Repeat the lines of the data that follow, please, starting at the first and stopping after the one with "positive clicks: (503, 1064)".
Content starts
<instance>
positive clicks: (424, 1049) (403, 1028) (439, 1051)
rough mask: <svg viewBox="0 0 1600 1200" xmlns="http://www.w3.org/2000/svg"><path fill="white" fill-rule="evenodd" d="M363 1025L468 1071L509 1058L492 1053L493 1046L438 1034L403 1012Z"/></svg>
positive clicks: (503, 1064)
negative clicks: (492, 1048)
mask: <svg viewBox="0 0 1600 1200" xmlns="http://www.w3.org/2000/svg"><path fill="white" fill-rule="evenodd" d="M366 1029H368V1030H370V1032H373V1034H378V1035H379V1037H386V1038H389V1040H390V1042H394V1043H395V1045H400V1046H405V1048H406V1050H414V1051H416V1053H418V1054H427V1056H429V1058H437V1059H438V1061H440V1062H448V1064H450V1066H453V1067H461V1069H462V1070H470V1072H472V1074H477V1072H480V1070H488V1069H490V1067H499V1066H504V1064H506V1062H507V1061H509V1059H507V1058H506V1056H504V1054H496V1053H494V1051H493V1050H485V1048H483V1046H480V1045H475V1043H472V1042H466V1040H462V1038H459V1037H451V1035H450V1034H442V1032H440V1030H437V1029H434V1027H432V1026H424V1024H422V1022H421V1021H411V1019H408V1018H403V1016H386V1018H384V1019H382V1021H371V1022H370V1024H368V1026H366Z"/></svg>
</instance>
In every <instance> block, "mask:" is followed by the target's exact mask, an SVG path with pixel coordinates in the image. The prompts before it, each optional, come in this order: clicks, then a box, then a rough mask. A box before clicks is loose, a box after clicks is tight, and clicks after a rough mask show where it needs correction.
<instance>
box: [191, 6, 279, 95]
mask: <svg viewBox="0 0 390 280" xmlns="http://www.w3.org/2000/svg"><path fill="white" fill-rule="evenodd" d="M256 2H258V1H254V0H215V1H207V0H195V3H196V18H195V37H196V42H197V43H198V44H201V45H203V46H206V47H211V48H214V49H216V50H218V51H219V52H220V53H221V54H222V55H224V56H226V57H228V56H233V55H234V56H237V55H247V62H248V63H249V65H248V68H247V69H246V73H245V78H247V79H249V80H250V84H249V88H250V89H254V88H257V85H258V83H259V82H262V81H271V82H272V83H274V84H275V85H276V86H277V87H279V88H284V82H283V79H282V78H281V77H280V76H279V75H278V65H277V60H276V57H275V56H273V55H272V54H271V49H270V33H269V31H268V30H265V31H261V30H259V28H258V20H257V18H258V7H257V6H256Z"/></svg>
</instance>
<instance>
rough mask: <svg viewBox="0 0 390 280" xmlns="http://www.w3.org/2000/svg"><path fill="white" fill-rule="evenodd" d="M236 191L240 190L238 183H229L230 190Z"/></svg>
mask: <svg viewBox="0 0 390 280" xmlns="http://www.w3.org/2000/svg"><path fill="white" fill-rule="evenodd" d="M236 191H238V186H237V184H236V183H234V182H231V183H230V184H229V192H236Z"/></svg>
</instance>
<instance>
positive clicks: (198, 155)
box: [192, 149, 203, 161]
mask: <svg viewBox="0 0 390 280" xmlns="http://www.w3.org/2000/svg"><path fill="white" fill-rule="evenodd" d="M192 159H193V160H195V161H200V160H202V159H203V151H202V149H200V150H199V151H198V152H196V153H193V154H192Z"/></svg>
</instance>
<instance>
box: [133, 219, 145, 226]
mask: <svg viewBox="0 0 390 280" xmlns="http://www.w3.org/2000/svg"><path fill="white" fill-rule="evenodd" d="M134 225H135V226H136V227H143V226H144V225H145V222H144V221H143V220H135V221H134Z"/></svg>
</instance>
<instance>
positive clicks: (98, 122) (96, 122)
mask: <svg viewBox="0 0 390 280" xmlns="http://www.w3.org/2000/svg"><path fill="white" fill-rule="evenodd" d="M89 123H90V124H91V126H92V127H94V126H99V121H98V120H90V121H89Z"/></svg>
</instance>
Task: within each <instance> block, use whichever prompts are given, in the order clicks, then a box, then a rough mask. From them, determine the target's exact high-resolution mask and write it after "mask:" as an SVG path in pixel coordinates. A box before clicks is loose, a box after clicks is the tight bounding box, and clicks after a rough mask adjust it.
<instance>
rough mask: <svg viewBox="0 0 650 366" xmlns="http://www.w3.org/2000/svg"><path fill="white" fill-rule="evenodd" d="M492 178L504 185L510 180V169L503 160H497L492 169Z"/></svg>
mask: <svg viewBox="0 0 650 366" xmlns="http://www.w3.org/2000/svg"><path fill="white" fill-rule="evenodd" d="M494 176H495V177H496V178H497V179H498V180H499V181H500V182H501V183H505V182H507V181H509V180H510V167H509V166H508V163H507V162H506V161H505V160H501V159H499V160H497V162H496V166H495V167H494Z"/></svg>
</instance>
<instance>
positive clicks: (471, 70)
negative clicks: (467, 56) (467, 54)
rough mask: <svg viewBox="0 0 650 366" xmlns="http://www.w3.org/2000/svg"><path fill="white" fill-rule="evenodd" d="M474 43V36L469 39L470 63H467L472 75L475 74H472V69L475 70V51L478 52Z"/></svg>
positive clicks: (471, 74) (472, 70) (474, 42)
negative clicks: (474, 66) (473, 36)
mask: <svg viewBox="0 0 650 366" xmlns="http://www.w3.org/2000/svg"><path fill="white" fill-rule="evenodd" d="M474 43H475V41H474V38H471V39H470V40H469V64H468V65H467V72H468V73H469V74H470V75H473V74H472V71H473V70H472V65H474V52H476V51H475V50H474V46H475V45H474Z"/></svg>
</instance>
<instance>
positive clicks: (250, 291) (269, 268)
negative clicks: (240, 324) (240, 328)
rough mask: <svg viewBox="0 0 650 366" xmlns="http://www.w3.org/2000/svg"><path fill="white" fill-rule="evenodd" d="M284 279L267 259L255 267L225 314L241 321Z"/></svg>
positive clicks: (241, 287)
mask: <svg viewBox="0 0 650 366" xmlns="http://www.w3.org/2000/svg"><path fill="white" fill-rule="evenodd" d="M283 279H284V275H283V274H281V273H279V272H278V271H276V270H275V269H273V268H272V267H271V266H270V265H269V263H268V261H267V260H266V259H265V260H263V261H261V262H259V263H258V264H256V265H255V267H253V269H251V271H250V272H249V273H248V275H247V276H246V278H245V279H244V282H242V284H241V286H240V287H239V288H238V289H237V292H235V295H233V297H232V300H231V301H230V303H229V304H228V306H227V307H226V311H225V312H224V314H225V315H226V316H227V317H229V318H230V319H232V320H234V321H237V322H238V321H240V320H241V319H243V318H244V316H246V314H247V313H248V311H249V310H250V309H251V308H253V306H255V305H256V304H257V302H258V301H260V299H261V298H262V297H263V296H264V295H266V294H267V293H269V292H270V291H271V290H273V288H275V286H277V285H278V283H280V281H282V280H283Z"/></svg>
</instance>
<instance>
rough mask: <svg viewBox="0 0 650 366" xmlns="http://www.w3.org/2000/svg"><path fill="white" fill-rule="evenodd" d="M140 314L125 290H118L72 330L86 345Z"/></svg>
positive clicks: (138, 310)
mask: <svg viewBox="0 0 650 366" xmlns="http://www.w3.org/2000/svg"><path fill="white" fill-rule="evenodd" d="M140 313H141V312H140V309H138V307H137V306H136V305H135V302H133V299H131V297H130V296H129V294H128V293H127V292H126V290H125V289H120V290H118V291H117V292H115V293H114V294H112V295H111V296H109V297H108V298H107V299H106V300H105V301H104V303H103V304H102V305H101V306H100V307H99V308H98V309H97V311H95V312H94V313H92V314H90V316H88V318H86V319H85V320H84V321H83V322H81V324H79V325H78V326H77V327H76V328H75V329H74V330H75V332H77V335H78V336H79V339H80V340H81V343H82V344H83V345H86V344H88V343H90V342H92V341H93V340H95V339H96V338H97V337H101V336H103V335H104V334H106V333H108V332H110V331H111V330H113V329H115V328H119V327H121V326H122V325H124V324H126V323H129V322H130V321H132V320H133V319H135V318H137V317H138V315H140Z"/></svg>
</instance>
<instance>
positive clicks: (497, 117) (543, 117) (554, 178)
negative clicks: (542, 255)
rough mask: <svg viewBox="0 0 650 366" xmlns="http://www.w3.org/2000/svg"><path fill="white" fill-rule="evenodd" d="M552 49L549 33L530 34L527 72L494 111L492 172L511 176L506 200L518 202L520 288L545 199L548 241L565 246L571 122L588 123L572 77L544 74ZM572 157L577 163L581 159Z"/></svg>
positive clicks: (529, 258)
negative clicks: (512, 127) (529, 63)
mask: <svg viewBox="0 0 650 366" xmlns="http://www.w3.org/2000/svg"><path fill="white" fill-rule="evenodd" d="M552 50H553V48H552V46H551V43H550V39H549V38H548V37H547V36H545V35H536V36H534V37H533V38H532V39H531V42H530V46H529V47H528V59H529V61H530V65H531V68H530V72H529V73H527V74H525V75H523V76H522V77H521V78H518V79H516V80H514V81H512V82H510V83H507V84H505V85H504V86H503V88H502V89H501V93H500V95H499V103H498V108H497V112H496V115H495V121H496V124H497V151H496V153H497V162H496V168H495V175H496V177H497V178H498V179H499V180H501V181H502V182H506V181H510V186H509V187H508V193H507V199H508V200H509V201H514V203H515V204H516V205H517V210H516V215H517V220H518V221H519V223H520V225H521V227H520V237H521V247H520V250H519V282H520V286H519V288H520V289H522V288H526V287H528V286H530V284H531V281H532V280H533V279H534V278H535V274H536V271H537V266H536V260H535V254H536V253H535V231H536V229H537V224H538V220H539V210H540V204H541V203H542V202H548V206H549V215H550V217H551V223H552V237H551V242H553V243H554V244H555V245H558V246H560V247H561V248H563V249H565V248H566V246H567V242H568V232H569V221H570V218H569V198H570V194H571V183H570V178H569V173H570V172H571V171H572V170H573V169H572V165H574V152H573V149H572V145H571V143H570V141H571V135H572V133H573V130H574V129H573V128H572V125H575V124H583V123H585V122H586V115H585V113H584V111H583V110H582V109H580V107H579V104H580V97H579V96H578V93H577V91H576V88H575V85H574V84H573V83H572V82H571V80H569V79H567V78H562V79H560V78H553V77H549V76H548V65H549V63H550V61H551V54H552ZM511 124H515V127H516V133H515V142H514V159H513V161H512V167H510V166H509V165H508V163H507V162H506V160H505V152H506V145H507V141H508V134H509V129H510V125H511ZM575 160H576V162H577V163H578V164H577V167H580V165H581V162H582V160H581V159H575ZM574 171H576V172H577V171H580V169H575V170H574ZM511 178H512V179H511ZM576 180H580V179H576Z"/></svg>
Content ends
* Task response *
<instance>
positive clicks: (424, 1049) (403, 1028) (439, 1051)
rough mask: <svg viewBox="0 0 1600 1200" xmlns="http://www.w3.org/2000/svg"><path fill="white" fill-rule="evenodd" d="M363 1025L468 1071L509 1058L492 1053L493 1046L438 1034L403 1012Z"/></svg>
positive clicks: (503, 1064)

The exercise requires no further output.